### [Problem details]
Reproduce the data below verbatim, beginning at the line containing "--target chrome faucet" and continuing through the final line of the data, with both ends included.

### [Data section]
<<<<

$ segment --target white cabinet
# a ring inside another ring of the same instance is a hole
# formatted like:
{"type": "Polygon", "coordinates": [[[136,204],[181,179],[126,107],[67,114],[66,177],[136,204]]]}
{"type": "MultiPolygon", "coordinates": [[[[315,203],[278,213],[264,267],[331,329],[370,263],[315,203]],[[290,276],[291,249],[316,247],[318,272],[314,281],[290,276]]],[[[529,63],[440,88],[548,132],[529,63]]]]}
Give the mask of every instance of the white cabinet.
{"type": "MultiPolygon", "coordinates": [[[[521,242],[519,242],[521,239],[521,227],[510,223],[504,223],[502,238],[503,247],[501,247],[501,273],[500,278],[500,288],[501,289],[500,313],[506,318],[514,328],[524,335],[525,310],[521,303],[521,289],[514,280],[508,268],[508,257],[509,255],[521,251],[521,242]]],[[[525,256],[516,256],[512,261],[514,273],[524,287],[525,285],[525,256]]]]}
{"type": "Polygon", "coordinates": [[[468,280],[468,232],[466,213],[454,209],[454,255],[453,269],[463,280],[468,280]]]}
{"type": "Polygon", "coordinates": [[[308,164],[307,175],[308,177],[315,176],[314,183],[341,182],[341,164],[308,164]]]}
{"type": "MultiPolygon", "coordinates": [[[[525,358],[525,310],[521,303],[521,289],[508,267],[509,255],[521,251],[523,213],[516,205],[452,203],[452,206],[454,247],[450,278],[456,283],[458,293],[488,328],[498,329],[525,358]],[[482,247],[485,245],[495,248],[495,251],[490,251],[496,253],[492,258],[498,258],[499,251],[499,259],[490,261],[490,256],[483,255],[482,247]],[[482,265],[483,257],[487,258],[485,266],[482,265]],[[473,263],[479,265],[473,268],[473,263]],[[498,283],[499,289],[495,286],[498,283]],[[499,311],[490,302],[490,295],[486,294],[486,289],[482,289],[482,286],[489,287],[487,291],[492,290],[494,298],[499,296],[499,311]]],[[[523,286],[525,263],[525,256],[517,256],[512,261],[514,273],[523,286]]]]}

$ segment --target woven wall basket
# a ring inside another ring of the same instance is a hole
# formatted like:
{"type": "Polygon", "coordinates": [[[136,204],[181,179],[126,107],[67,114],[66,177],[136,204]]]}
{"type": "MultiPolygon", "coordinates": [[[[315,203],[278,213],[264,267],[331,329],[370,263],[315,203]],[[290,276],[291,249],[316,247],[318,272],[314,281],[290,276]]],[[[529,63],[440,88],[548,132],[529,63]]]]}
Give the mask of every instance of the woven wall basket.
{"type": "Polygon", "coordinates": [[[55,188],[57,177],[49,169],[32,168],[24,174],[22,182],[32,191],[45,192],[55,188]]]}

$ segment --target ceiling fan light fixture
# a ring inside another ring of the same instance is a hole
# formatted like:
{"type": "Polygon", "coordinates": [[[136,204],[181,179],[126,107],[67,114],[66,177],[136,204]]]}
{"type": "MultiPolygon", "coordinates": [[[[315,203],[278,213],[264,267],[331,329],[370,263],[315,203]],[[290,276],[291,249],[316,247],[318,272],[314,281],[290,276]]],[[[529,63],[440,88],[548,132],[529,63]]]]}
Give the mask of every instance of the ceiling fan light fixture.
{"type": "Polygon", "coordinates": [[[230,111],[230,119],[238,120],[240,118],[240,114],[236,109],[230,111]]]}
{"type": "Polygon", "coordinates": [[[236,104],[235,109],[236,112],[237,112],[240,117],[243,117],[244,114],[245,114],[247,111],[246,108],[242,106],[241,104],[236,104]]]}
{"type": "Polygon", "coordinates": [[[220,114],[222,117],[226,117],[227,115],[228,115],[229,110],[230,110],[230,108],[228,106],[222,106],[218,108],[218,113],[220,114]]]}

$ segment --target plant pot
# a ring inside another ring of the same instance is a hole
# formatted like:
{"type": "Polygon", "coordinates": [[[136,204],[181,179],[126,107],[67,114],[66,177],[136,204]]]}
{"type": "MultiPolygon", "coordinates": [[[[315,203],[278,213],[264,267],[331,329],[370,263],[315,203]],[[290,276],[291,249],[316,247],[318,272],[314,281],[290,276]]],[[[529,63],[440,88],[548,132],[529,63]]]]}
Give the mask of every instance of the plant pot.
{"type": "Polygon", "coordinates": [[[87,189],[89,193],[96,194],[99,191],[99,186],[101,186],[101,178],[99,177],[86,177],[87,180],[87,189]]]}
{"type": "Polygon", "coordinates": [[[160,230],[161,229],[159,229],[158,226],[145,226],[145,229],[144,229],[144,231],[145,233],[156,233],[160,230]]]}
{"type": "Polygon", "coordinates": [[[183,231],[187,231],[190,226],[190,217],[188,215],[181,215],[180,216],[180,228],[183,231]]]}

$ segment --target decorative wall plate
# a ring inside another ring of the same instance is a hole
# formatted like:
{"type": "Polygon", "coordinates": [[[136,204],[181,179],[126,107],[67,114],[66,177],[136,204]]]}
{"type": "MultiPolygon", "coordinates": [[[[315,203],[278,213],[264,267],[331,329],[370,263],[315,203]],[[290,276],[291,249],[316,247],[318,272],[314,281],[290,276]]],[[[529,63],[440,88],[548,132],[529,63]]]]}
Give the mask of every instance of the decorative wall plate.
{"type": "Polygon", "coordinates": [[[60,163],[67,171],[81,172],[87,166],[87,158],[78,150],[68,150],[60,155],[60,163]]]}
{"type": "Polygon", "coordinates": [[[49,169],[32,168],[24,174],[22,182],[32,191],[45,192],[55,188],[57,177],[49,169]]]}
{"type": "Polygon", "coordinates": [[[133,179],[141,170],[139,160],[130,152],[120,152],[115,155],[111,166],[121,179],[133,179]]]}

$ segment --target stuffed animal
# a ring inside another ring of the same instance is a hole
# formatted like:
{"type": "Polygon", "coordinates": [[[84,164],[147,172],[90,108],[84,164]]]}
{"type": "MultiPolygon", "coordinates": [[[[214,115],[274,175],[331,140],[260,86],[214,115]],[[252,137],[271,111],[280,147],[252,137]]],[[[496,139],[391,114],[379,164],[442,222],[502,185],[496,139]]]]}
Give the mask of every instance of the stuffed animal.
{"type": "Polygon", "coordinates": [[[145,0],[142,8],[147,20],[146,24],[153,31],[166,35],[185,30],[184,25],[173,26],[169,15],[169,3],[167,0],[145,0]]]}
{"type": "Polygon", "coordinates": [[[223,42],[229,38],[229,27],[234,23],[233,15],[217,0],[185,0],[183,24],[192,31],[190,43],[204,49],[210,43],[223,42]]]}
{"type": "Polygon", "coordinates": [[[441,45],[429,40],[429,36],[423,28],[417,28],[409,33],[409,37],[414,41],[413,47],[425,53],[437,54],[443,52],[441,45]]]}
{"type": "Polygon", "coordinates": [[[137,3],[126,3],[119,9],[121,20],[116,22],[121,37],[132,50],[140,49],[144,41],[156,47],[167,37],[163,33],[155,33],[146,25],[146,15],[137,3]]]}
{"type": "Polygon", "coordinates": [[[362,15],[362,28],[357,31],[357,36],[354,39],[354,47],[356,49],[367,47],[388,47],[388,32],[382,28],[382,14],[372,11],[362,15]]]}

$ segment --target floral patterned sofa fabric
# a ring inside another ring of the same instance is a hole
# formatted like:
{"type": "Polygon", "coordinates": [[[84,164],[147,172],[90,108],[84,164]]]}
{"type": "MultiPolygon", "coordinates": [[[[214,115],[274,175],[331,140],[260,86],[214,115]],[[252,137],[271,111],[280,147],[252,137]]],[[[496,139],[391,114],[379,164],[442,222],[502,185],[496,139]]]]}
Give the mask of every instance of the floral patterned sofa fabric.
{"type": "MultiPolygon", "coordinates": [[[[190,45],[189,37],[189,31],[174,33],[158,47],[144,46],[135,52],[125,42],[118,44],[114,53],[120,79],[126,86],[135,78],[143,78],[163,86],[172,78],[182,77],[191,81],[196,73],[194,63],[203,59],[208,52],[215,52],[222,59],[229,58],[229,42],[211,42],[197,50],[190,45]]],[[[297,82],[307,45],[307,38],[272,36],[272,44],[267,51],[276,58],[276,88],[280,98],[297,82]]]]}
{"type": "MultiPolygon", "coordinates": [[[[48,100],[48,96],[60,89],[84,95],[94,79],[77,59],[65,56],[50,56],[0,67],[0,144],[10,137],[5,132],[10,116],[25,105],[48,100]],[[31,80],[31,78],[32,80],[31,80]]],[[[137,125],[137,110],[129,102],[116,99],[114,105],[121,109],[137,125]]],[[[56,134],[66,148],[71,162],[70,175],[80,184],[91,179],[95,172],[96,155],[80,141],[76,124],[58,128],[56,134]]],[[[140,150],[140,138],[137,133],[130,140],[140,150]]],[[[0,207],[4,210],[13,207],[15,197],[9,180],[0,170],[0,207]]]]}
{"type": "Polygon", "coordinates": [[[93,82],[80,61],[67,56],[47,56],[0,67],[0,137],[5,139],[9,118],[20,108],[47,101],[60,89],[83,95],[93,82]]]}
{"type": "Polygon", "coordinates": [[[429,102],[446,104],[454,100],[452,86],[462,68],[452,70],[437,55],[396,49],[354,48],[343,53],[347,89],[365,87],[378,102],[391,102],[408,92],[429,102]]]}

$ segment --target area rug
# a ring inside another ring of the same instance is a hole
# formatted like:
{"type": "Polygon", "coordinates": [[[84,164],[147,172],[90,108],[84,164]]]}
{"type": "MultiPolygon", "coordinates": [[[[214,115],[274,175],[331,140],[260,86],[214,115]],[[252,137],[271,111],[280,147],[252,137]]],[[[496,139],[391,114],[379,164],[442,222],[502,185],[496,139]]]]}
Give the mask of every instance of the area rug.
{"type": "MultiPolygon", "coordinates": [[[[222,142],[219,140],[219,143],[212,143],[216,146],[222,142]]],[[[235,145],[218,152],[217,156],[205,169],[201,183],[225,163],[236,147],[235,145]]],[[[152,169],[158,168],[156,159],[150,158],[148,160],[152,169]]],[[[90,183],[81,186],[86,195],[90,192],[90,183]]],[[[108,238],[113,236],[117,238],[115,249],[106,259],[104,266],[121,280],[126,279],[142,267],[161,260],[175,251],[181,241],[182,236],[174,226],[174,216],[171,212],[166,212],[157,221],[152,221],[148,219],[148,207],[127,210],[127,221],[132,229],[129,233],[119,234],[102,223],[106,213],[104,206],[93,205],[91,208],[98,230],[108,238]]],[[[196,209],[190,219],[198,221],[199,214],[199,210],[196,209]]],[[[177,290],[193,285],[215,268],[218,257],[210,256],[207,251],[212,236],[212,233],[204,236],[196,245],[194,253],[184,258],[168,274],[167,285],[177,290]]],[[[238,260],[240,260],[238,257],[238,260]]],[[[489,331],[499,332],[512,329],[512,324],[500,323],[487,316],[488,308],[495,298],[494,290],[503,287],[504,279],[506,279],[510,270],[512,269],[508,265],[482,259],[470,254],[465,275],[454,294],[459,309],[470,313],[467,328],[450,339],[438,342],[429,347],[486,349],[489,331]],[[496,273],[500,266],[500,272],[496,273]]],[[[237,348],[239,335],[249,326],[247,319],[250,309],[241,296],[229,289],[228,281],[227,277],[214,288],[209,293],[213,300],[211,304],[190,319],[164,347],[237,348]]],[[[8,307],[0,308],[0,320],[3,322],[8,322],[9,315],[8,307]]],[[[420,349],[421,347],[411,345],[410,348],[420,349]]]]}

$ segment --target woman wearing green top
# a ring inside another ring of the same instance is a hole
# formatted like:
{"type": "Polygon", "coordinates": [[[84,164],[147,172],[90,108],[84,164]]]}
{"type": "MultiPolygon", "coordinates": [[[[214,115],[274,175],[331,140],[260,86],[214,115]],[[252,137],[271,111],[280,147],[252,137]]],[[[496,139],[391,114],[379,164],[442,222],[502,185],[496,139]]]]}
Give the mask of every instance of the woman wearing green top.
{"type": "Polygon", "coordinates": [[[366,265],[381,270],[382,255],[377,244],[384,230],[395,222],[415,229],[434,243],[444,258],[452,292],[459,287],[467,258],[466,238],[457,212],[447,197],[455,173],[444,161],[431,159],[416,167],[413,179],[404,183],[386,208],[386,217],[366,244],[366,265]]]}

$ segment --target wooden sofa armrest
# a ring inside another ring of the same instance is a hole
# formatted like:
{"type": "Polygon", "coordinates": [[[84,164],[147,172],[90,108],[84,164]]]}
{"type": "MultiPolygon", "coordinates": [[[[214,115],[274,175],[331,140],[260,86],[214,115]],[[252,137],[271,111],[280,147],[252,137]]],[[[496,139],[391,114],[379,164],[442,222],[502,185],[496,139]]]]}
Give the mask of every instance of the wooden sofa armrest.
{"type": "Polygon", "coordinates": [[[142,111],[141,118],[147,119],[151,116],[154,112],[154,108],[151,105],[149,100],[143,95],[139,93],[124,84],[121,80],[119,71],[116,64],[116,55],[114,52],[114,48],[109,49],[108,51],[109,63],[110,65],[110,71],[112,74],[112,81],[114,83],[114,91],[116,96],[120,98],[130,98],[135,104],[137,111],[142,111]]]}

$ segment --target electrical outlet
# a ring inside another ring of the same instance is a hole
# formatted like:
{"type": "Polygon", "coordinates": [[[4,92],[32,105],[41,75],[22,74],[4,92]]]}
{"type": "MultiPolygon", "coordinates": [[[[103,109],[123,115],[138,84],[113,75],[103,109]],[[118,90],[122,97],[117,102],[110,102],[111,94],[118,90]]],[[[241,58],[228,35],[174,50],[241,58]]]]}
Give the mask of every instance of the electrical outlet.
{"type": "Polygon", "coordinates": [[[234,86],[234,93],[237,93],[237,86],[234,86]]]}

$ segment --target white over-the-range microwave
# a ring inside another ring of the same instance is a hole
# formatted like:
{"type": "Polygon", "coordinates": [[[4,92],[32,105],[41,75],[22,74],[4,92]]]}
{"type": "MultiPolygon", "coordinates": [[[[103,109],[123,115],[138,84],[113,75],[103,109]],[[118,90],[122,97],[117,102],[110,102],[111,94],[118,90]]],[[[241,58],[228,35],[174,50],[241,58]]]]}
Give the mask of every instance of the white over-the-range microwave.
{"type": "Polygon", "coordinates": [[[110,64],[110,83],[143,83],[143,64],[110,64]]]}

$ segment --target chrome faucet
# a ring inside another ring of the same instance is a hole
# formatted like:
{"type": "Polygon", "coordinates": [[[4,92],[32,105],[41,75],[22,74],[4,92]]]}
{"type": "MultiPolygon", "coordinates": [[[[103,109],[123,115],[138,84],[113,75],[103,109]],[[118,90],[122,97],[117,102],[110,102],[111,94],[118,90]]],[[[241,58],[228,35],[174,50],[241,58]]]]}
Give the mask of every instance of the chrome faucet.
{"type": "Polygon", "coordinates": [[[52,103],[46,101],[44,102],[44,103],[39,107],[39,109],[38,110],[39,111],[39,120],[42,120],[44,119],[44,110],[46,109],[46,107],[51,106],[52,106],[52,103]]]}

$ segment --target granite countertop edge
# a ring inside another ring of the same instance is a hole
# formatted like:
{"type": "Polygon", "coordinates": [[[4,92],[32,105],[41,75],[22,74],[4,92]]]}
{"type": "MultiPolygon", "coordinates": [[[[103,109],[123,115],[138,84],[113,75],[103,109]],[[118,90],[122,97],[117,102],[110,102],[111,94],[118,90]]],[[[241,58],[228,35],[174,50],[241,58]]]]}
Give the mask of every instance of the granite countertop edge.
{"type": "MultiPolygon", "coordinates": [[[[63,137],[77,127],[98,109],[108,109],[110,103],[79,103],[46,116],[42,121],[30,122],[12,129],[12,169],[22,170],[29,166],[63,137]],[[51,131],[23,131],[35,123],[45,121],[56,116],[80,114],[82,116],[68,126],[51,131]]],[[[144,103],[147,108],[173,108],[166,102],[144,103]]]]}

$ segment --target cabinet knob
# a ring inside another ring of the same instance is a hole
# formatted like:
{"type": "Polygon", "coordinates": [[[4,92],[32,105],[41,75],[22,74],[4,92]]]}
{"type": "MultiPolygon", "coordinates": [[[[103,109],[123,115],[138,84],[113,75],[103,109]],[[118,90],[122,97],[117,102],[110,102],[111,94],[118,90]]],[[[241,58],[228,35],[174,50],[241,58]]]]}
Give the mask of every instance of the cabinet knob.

>>>>

### [Solved exercise]
$ segment --target chrome faucet
# a ring inside another ring of the same instance is a hole
# formatted like:
{"type": "Polygon", "coordinates": [[[4,92],[32,105],[41,75],[22,74],[4,92]]]}
{"type": "MultiPolygon", "coordinates": [[[[103,109],[123,115],[138,84],[113,75],[103,109]],[[118,90],[122,97],[117,102],[110,102],[111,94],[118,90]]],[[[241,58],[228,35],[174,50],[241,58]]]]}
Give the mask of every instance of the chrome faucet.
{"type": "Polygon", "coordinates": [[[52,103],[46,101],[44,102],[44,103],[39,107],[39,109],[38,110],[39,111],[39,120],[42,120],[44,119],[44,110],[46,109],[46,107],[51,106],[52,106],[52,103]]]}

$ segment --target granite countertop edge
# a ring inside another ring of the same instance is a hole
# formatted like:
{"type": "Polygon", "coordinates": [[[4,92],[32,105],[41,75],[22,74],[4,92]]]}
{"type": "MultiPolygon", "coordinates": [[[[103,109],[123,115],[138,84],[113,75],[103,109]],[[118,90],[122,97],[117,102],[110,102],[111,94],[118,90]]],[[[241,58],[228,35],[174,50],[241,58]]]]}
Give the mask of every instance of the granite countertop edge.
{"type": "MultiPolygon", "coordinates": [[[[63,137],[77,127],[98,109],[108,109],[110,103],[79,103],[46,116],[42,121],[30,122],[12,129],[12,169],[22,170],[29,166],[63,137]],[[51,131],[23,131],[35,123],[45,121],[56,116],[80,114],[82,116],[68,126],[51,131]]],[[[144,103],[147,108],[173,108],[166,102],[144,103]]]]}

$ segment --target cabinet knob
# a ring inside another ring of the same instance is a hole
# formatted like:
{"type": "Polygon", "coordinates": [[[4,92],[32,105],[41,75],[22,74],[4,92]]]}
{"type": "MultiPolygon", "coordinates": [[[[103,109],[123,115],[138,84],[113,75],[103,109]],[[118,90],[122,97],[117,102],[110,102],[111,94],[118,90]]],[[[241,58],[228,35],[174,50],[241,58]]]]}
Give the mask of every instance of the cabinet knob.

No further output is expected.